Point annotation dataset records
━━━
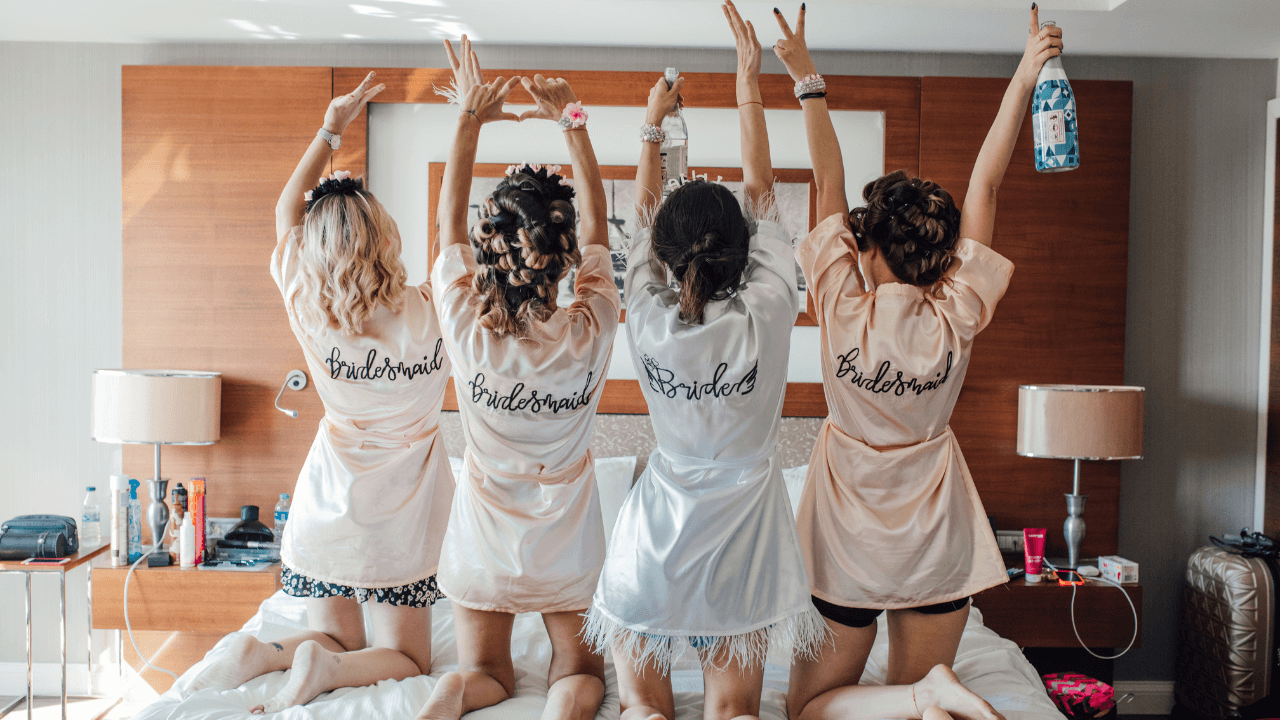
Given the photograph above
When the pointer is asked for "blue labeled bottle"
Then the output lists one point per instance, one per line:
(1054, 119)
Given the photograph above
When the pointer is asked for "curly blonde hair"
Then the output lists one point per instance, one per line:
(348, 259)
(525, 244)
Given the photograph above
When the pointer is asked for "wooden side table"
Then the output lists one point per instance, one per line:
(85, 556)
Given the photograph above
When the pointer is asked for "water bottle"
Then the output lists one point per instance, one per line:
(91, 519)
(1054, 117)
(675, 146)
(282, 516)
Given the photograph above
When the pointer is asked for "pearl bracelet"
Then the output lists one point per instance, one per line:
(810, 83)
(652, 133)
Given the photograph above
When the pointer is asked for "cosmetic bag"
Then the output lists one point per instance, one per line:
(39, 536)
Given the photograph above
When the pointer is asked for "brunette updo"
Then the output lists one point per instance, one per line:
(700, 235)
(524, 244)
(914, 223)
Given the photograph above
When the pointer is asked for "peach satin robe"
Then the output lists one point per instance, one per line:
(890, 516)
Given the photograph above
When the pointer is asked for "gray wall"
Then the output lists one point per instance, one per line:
(1193, 274)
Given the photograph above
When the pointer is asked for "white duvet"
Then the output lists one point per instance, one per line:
(988, 664)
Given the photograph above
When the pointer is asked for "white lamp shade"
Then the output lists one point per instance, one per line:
(1080, 422)
(158, 406)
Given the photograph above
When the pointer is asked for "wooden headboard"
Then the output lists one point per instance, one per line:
(206, 150)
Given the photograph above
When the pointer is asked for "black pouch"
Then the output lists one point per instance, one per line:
(39, 536)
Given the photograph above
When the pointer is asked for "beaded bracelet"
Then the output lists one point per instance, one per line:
(652, 133)
(810, 83)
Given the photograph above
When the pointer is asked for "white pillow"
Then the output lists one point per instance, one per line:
(794, 478)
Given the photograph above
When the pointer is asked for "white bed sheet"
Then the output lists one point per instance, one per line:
(988, 664)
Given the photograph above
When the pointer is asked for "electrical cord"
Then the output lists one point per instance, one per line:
(128, 627)
(1074, 629)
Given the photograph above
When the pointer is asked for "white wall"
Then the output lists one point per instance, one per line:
(1194, 278)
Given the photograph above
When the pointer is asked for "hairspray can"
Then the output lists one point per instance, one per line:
(1054, 119)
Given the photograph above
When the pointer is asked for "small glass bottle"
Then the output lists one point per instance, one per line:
(1054, 119)
(91, 519)
(675, 146)
(282, 516)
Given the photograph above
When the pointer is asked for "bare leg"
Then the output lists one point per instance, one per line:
(403, 650)
(336, 625)
(731, 691)
(485, 673)
(576, 675)
(645, 692)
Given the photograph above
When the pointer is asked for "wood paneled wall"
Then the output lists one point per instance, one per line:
(208, 149)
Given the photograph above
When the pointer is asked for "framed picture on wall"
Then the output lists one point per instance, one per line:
(794, 191)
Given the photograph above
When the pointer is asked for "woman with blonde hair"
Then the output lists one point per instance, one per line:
(373, 499)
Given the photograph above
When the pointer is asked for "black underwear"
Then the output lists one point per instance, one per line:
(864, 616)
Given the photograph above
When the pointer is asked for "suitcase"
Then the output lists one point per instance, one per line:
(1225, 633)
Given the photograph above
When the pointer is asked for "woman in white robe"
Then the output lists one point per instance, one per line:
(373, 497)
(525, 531)
(704, 550)
(890, 518)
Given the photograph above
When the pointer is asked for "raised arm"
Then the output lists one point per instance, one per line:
(757, 167)
(556, 101)
(978, 215)
(480, 104)
(342, 110)
(828, 167)
(662, 99)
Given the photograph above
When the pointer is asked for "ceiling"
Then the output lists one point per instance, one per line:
(1214, 28)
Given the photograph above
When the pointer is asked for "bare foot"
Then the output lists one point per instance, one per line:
(314, 669)
(942, 689)
(246, 657)
(446, 701)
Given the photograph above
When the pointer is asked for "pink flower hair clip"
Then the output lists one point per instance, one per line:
(572, 117)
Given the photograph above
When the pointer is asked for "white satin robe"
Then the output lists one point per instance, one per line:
(705, 547)
(525, 532)
(373, 497)
(890, 516)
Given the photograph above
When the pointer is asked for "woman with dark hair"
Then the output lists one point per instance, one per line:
(525, 531)
(890, 518)
(704, 550)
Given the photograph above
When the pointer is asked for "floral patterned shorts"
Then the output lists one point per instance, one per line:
(423, 593)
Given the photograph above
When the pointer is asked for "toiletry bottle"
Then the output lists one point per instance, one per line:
(187, 542)
(675, 146)
(91, 519)
(282, 516)
(1054, 119)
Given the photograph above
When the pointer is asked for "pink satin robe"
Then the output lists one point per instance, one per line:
(890, 516)
(373, 497)
(525, 532)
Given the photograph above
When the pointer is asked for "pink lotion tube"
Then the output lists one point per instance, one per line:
(1033, 551)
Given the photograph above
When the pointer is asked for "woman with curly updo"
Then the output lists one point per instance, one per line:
(704, 552)
(890, 518)
(525, 531)
(376, 478)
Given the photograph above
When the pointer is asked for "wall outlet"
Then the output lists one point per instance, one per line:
(1009, 541)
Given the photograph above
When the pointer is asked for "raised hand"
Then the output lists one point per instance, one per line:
(347, 108)
(483, 100)
(791, 49)
(748, 46)
(1042, 44)
(551, 96)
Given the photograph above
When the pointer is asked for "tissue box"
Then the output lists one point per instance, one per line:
(1118, 569)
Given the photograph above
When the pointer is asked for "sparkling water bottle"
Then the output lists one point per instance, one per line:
(282, 516)
(91, 519)
(675, 147)
(1054, 118)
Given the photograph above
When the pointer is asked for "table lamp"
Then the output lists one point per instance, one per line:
(1079, 423)
(156, 408)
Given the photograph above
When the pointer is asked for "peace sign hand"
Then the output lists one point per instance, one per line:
(791, 49)
(483, 100)
(347, 108)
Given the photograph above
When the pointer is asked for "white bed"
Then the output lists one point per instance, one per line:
(987, 664)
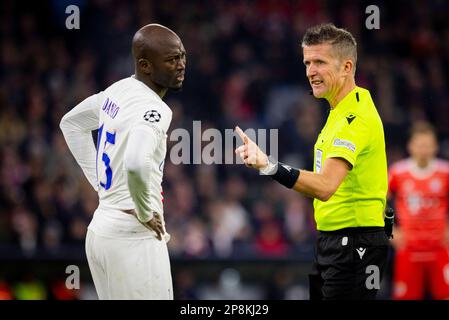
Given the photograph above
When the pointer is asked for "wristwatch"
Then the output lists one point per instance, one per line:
(270, 168)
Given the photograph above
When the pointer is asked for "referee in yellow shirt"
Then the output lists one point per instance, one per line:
(349, 178)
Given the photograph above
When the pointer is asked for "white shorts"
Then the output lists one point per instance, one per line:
(133, 264)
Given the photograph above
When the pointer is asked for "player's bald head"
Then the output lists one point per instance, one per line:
(152, 40)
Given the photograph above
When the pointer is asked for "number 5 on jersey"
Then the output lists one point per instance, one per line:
(110, 138)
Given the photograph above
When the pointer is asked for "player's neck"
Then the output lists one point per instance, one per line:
(422, 164)
(160, 91)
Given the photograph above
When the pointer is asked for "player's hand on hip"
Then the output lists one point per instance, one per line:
(250, 153)
(155, 224)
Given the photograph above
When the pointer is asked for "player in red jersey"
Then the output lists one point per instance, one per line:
(419, 186)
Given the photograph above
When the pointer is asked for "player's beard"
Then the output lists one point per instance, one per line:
(169, 82)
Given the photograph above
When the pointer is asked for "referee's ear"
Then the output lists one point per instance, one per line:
(349, 67)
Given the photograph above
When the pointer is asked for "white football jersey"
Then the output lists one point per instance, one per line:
(122, 106)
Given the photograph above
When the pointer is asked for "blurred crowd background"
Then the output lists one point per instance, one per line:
(244, 66)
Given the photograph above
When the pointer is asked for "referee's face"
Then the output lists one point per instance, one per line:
(324, 71)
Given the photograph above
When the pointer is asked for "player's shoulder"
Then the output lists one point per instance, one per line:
(401, 166)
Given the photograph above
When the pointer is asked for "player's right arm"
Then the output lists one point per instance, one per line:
(77, 126)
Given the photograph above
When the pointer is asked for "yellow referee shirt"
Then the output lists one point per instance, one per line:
(354, 132)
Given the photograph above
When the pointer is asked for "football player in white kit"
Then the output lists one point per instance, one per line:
(126, 239)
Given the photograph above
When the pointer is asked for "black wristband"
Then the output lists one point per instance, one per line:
(286, 175)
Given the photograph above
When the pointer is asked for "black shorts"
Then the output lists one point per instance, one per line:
(349, 264)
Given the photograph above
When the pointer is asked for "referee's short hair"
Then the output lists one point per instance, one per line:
(342, 40)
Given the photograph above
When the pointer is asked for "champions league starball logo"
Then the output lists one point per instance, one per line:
(152, 116)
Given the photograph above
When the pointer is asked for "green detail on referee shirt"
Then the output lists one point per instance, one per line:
(354, 132)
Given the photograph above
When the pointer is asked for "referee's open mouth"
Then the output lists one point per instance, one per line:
(316, 83)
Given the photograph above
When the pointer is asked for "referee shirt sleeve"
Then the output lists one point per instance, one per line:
(350, 141)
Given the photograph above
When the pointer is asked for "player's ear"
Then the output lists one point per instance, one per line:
(145, 66)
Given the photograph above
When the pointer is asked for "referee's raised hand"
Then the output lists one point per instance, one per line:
(250, 153)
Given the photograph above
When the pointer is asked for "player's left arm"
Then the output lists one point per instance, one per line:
(77, 126)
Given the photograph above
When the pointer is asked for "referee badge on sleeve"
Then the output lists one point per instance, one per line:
(344, 143)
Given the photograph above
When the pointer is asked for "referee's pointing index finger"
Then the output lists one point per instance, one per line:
(242, 135)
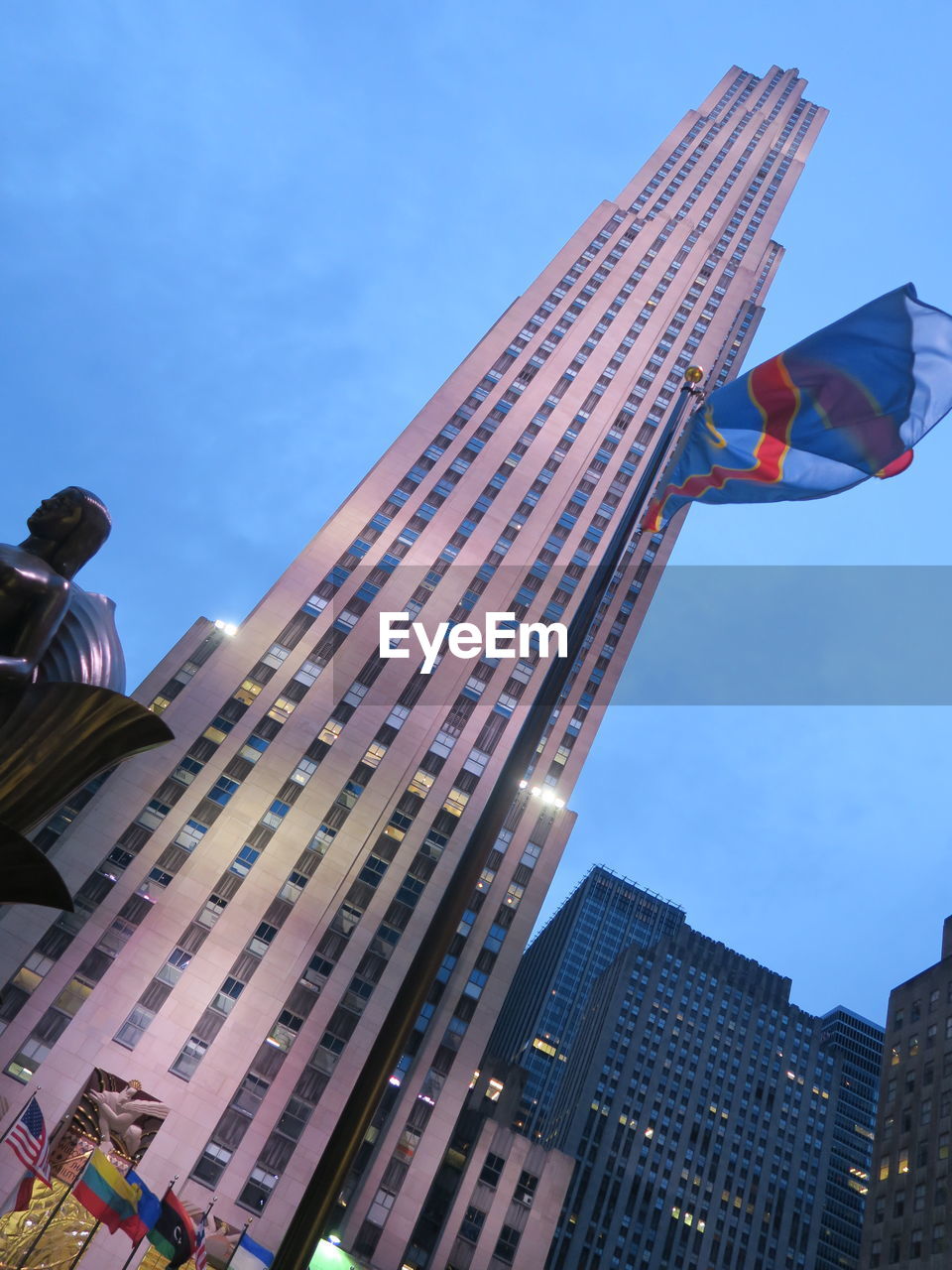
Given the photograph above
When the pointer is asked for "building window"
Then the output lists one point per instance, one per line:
(493, 1170)
(258, 1191)
(471, 1225)
(507, 1243)
(189, 1057)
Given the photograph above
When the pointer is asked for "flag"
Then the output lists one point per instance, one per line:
(108, 1196)
(27, 1139)
(249, 1255)
(149, 1207)
(199, 1255)
(173, 1234)
(839, 407)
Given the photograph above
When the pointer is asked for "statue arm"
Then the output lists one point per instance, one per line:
(44, 613)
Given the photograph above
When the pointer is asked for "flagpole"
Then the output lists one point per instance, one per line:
(30, 1173)
(321, 1192)
(244, 1230)
(44, 1228)
(143, 1239)
(136, 1246)
(85, 1245)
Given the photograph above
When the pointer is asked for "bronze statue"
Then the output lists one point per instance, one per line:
(62, 715)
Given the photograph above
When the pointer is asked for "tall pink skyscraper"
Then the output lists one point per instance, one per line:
(249, 897)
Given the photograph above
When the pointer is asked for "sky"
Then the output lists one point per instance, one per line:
(244, 244)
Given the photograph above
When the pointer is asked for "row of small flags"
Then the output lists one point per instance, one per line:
(123, 1203)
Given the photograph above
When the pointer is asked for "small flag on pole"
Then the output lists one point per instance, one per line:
(839, 407)
(199, 1256)
(250, 1255)
(28, 1141)
(104, 1193)
(149, 1207)
(173, 1234)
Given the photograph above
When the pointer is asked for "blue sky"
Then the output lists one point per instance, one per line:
(211, 212)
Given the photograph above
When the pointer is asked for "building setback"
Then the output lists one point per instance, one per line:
(544, 1005)
(248, 897)
(906, 1215)
(712, 1123)
(858, 1043)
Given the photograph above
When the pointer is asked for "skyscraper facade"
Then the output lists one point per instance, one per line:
(907, 1210)
(712, 1123)
(248, 897)
(858, 1046)
(544, 1005)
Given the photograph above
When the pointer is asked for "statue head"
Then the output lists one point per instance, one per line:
(73, 524)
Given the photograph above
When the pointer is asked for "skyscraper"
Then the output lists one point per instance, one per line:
(907, 1210)
(248, 897)
(544, 1006)
(858, 1046)
(712, 1121)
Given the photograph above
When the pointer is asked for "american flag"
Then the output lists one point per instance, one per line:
(28, 1142)
(199, 1255)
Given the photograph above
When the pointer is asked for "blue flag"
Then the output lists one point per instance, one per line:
(839, 407)
(149, 1206)
(249, 1255)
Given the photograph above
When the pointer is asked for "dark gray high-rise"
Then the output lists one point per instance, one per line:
(543, 1008)
(715, 1125)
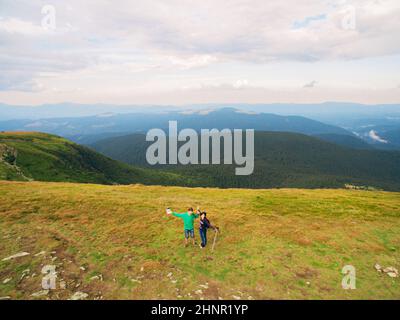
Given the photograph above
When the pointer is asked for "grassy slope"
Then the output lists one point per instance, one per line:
(281, 160)
(47, 157)
(288, 243)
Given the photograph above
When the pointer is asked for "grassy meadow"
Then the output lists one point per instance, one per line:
(116, 242)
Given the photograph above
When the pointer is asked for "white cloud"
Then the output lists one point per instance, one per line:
(132, 48)
(18, 26)
(311, 84)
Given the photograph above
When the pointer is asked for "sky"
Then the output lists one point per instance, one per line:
(208, 51)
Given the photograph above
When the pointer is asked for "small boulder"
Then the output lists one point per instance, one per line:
(17, 255)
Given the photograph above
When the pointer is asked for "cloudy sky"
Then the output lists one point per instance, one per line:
(183, 51)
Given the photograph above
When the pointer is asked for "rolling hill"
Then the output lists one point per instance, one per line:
(116, 242)
(281, 160)
(38, 156)
(78, 128)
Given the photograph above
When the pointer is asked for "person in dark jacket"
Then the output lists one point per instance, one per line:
(203, 226)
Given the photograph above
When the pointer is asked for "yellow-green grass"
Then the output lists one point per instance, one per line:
━━━
SHORT TASK: Collect every line in the records that contains the word "satin", and copy each of those lines out in full.

SOLUTION FOR THIS TASK:
When the pointer is asked for "peach satin robe"
When the pointer is asked for "white satin robe"
When the pointer is asked for "pink satin robe"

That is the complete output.